-- Opening Marker --

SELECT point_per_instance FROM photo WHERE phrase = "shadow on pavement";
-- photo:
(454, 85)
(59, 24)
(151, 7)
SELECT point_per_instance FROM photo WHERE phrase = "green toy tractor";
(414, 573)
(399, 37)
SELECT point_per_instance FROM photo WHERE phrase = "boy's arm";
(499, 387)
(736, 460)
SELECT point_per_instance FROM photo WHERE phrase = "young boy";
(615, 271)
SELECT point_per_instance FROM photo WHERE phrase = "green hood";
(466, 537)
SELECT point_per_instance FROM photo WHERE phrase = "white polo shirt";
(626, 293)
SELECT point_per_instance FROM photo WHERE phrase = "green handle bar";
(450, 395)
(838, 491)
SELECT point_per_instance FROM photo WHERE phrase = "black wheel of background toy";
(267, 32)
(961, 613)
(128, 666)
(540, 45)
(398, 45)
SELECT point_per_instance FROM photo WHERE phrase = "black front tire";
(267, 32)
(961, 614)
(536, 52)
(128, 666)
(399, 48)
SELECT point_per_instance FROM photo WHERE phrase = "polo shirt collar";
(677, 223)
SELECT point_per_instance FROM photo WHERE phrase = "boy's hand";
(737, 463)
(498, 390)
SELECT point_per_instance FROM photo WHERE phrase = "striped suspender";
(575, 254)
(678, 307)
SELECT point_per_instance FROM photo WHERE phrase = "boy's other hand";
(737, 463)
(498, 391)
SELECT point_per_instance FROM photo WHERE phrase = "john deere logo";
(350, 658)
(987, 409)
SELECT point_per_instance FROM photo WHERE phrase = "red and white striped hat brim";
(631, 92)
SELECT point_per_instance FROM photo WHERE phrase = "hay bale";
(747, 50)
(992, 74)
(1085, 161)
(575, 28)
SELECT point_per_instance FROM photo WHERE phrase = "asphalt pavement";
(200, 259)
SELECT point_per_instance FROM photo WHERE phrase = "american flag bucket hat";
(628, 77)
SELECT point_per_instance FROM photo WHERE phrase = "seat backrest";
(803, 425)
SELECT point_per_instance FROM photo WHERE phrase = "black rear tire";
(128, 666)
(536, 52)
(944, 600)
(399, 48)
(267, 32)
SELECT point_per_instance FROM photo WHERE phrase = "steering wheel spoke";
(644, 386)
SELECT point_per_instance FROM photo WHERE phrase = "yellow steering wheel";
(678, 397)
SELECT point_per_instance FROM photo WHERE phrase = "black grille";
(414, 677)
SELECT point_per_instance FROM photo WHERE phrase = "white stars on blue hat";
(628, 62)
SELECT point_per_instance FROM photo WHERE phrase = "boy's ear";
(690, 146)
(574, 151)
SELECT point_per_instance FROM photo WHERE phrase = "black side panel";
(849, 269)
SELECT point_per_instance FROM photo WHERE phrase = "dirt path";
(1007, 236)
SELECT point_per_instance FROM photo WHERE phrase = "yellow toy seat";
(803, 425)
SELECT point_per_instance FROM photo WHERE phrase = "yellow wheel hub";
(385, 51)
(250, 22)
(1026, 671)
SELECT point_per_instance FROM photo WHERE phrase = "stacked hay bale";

-- Closing Marker --

### Exercise objective
A word-for-word transcription of the material is required.

### Response to the exercise
SELECT point_per_instance FROM photo WHERE phrase = "shadow on pavement";
-- photo:
(454, 85)
(59, 24)
(151, 7)
SELECT point_per_instance FROM photo WHERE phrase = "green toy tractor";
(414, 573)
(399, 37)
SELECT point_per_instance FROM photo WHERE phrase = "boy's arm";
(499, 387)
(736, 460)
SELECT point_per_instance FROM photo WHERE phrase = "young boy";
(615, 271)
SELECT point_per_instance FROM photo WHERE phrase = "green hood";
(466, 537)
SELECT point_per_instance FROM photo WHERE phrase = "white polo shirt";
(626, 293)
SELECT point_per_instance FROM photo WHERE phrase = "green handle bar";
(450, 395)
(838, 491)
SELECT point_per_instance FROM photo WHERE phrase = "black wheel of background toy";
(267, 32)
(961, 613)
(128, 666)
(540, 45)
(398, 45)
SELECT point_per_instance FROM photo WHERE phrase = "black front tire";
(267, 32)
(961, 614)
(536, 52)
(128, 666)
(399, 48)
SELECT point_per_instance FROM photo WHERE phrase = "polo shirt collar";
(677, 223)
SELECT point_per_instance FROM photo WHERE phrase = "boy's hand";
(737, 463)
(498, 390)
SELECT point_per_instance FROM photo WHERE phrase = "striped suspender";
(575, 254)
(678, 307)
SELECT point_per_instance FROM photo WHERE phrase = "boy's other hand";
(737, 463)
(498, 391)
SELECT point_per_instance FROM photo WHERE phrase = "john deere logo";
(350, 658)
(987, 409)
SELECT point_per_instance FROM photo WHERE phrase = "red and white striped hat brim";
(631, 92)
SELECT point_per_instance FROM photo WHERE phrase = "hay bale";
(747, 50)
(992, 74)
(1085, 161)
(575, 28)
SELECT point_per_instance FROM photo WHERE phrase = "asphalt pavement";
(200, 259)
SELECT point_per_instance FROM photo WHERE phrase = "american flag bucket hat";
(628, 77)
SELECT point_per_instance FROM photo WHERE phrase = "seat backrest";
(803, 425)
SELECT point_per_instance FROM photo WHERE phrase = "black rear tire";
(128, 666)
(536, 52)
(944, 600)
(399, 48)
(267, 32)
SELECT point_per_instance FROM photo WHERE phrase = "steering wheel spoke";
(644, 386)
SELECT point_per_instance FROM photo WHERE phrase = "yellow steering wheel";
(678, 397)
SELECT point_per_instance FROM photo WHERE phrase = "black grille";
(414, 677)
SELECT point_per_instance FROM photo WHERE phrase = "white stars on blue hat";
(628, 62)
SELECT point_per_instance FROM photo WHERE phrase = "boy's ear";
(690, 146)
(574, 151)
SELECT point_per_instance FROM photo WHERE phrase = "black side panel";
(849, 269)
SELECT point_per_instance FROM photo WHERE phrase = "dirt path";
(1007, 236)
SELECT point_per_instance FROM photo WHERE phrase = "yellow toy seat";
(803, 425)
SELECT point_per_instance FROM photo WHERE phrase = "yellow wheel hub";
(385, 51)
(250, 22)
(1026, 671)
SELECT point_per_instance FROM photo WHERE phrase = "stacked hay bale";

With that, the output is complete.